■ **CHALLENGE**
Everything from the line with "Place a marker on the leopard's whisker" to the end of the data should be restated word for word, and nothing before it.

■ **Data extracted from a collection**
--- --- ---

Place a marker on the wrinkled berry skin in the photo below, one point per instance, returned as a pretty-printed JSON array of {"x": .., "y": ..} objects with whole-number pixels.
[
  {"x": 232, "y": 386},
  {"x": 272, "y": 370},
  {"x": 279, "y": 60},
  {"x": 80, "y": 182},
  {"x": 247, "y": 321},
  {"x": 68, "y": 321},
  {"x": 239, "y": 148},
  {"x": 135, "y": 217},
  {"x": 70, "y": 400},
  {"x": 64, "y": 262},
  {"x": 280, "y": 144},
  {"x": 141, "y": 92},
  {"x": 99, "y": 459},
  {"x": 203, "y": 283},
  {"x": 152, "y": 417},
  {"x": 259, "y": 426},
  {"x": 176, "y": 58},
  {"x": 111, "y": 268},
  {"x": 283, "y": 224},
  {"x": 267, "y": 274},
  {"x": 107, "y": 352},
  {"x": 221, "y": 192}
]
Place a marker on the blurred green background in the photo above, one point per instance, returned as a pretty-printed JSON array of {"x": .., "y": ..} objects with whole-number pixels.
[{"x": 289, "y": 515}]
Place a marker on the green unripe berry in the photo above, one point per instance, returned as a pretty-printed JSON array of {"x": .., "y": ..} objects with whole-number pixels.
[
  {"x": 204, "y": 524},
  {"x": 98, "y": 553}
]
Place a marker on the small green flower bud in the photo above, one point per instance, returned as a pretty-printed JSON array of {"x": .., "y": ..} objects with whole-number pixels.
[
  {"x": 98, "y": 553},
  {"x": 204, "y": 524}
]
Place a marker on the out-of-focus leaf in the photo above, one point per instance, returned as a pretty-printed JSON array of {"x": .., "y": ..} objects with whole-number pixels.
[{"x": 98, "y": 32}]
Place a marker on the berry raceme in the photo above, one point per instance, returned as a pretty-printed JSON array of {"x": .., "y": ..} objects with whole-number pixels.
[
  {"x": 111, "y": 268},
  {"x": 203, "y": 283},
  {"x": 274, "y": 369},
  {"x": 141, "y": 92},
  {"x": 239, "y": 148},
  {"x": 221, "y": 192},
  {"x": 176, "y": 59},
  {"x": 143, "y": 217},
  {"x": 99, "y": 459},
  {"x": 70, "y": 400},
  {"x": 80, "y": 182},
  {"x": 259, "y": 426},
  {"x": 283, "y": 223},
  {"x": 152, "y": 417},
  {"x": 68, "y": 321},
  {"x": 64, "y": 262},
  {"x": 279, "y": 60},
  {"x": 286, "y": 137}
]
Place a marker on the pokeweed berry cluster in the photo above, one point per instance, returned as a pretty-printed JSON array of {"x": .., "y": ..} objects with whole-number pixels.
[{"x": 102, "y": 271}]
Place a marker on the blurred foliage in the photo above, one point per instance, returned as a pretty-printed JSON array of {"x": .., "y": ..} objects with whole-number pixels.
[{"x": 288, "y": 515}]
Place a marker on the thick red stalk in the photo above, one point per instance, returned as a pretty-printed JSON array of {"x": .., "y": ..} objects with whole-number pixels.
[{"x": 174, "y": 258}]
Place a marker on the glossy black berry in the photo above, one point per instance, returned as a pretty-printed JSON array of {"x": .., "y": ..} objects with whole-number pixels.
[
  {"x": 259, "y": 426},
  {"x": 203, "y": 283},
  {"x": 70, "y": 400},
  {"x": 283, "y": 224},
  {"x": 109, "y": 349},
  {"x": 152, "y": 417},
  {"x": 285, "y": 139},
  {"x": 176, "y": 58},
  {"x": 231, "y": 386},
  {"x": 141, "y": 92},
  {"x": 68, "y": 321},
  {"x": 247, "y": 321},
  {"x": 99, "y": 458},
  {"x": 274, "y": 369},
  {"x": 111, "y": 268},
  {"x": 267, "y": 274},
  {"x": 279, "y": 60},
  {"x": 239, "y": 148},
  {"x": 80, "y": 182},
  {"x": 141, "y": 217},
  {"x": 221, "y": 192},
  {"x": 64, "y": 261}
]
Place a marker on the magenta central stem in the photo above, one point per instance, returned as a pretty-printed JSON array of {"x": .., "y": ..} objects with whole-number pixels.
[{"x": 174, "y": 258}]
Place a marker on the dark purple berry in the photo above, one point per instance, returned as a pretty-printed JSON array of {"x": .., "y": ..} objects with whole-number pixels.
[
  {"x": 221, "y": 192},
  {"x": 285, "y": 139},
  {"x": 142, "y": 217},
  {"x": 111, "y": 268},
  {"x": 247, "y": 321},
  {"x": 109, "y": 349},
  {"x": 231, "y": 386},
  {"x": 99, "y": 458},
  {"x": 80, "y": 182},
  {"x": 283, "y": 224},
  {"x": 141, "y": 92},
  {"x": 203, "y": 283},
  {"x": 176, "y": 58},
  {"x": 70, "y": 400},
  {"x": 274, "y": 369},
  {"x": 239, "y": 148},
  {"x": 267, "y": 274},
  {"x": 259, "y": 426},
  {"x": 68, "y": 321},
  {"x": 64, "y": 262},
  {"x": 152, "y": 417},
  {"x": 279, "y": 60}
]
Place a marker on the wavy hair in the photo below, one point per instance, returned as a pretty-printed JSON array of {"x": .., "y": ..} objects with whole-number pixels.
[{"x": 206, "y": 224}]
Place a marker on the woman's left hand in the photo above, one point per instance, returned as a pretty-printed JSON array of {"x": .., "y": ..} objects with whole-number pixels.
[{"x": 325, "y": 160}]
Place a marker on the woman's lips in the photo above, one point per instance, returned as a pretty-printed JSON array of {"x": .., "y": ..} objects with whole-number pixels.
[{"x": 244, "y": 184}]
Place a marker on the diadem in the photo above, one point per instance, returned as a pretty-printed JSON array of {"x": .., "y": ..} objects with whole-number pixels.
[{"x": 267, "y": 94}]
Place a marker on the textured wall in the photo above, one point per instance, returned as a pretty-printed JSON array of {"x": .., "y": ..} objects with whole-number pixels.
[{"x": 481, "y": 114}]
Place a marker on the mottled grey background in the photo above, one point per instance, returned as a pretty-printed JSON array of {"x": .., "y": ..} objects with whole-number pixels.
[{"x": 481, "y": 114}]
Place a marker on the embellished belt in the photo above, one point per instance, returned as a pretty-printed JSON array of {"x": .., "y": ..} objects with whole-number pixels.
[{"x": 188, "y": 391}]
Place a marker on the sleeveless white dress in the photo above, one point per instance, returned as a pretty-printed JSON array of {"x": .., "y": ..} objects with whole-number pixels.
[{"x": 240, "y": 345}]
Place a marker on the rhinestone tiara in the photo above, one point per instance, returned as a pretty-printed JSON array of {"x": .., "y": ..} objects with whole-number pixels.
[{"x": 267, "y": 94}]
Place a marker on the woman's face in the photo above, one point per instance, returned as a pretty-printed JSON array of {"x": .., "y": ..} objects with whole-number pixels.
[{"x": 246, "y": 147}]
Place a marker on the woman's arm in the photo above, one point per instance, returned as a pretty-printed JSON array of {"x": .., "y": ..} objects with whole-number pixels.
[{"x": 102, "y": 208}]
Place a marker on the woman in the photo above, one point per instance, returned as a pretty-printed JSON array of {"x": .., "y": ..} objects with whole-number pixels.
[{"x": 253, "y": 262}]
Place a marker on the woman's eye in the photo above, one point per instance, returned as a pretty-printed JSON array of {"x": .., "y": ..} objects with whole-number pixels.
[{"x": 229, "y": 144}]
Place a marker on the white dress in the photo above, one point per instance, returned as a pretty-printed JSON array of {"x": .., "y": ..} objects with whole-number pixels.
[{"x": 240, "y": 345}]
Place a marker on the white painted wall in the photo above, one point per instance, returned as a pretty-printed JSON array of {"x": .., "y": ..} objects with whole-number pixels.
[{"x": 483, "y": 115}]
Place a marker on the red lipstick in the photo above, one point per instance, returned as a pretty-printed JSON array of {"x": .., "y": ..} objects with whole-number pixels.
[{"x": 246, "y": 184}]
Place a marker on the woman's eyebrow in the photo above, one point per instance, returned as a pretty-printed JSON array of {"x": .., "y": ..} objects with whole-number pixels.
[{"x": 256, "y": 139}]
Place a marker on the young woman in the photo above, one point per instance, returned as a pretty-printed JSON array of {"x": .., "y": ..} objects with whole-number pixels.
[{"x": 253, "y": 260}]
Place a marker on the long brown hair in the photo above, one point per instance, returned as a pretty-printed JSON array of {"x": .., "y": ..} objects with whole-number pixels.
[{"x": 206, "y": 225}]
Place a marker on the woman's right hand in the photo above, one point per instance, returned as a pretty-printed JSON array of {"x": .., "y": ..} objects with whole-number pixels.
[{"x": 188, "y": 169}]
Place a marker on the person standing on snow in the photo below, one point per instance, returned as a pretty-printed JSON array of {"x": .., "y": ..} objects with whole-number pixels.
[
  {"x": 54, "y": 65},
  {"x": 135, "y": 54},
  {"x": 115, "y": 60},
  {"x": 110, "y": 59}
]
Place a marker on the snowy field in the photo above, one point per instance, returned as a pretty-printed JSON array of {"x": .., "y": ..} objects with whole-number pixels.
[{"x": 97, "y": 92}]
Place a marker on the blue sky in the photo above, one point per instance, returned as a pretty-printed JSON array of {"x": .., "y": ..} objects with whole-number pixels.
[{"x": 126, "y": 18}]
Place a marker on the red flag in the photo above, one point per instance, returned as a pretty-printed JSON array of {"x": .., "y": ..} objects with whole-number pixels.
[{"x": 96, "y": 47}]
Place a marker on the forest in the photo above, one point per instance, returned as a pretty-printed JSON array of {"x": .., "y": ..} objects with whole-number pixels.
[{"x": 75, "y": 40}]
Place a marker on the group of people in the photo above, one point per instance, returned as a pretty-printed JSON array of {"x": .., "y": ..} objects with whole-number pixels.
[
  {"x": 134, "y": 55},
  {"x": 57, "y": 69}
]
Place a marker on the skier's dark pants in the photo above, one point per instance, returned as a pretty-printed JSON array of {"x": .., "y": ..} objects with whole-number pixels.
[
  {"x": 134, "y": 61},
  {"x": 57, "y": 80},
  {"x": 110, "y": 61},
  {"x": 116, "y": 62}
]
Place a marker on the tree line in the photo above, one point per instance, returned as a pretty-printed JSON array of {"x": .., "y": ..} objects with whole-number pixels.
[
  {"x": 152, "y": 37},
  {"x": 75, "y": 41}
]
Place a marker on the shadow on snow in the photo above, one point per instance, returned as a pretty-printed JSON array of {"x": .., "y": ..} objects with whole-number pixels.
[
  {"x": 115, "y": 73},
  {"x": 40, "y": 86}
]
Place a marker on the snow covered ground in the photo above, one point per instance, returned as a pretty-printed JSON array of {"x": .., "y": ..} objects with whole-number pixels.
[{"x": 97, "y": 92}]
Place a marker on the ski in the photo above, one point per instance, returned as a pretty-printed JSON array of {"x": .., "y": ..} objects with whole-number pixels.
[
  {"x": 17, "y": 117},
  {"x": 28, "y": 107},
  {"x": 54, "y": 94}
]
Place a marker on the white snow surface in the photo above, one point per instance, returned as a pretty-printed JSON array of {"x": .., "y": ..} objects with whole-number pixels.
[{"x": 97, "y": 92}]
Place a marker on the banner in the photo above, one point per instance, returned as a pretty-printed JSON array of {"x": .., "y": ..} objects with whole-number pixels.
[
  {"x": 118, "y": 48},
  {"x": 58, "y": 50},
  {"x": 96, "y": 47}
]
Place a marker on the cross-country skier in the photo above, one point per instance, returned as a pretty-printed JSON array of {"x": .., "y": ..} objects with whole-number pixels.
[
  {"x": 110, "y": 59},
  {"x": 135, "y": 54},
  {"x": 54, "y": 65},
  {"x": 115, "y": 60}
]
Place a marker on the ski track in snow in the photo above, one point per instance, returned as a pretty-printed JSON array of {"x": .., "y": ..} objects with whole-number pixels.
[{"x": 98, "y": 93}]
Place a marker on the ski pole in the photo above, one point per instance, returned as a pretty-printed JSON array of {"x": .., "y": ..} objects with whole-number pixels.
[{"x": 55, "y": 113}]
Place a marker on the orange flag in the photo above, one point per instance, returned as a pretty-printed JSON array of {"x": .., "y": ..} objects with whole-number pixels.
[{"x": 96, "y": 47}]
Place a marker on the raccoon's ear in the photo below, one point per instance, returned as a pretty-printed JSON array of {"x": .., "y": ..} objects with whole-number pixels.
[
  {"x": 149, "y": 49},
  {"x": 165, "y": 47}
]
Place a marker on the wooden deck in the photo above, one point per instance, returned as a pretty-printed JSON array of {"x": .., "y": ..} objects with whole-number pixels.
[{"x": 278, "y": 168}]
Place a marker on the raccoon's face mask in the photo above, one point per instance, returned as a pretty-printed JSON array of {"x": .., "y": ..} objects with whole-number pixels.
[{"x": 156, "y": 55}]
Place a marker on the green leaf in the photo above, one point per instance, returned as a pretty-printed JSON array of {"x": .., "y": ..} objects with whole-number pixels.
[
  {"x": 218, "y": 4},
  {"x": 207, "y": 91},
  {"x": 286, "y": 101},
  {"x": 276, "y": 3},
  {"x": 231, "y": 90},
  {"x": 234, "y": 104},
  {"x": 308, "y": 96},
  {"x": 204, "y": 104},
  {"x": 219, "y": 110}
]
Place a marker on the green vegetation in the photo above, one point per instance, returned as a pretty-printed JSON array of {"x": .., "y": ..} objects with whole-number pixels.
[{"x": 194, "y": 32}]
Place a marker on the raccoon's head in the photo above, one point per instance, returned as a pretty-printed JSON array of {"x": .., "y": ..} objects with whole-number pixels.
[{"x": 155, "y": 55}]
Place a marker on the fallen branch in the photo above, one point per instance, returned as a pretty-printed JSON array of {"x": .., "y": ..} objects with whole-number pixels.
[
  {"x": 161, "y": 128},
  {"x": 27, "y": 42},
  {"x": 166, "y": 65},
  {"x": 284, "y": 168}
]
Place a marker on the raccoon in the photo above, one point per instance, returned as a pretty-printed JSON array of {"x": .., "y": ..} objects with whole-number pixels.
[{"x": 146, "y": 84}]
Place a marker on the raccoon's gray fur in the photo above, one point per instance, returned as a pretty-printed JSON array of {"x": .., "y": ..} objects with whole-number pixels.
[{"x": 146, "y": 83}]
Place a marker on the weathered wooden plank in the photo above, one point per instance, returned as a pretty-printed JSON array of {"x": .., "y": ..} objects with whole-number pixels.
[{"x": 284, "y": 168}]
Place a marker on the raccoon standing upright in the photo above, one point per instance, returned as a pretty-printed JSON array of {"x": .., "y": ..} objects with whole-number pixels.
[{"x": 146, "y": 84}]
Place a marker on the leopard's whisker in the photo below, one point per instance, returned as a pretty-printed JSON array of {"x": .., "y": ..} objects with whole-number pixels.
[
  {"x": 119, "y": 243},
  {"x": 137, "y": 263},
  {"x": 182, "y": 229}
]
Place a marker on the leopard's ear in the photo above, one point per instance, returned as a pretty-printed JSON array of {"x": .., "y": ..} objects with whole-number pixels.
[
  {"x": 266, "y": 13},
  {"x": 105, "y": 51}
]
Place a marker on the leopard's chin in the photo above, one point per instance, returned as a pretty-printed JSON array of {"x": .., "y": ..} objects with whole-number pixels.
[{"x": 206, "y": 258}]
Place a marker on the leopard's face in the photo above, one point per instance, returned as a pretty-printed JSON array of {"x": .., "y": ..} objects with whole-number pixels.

--- --- ---

■ **THE RESPONSE**
Place a marker on the leopard's whisker in the photo below, one point per instance, returned as a pretty-printed JSON array of {"x": .., "y": ..} objects with whole-number pixels.
[
  {"x": 119, "y": 243},
  {"x": 137, "y": 263},
  {"x": 182, "y": 229}
]
Place a marker on the leopard's ear in the photo above, one point per instance, returned as a pretty-printed JSON array of {"x": .., "y": ..} objects with whole-number pixels.
[
  {"x": 266, "y": 13},
  {"x": 105, "y": 51}
]
Place a marker on the leopard's chin in the photo above, one point per instance, returned as a pretty-printed JSON array of {"x": .., "y": ..} objects with whole-number pixels.
[{"x": 206, "y": 258}]
Place a marker on the leopard's face in the photo above, one point per instance, returned as a pretty-printed JSON array of {"x": .., "y": ..} objects with whole-number pixels.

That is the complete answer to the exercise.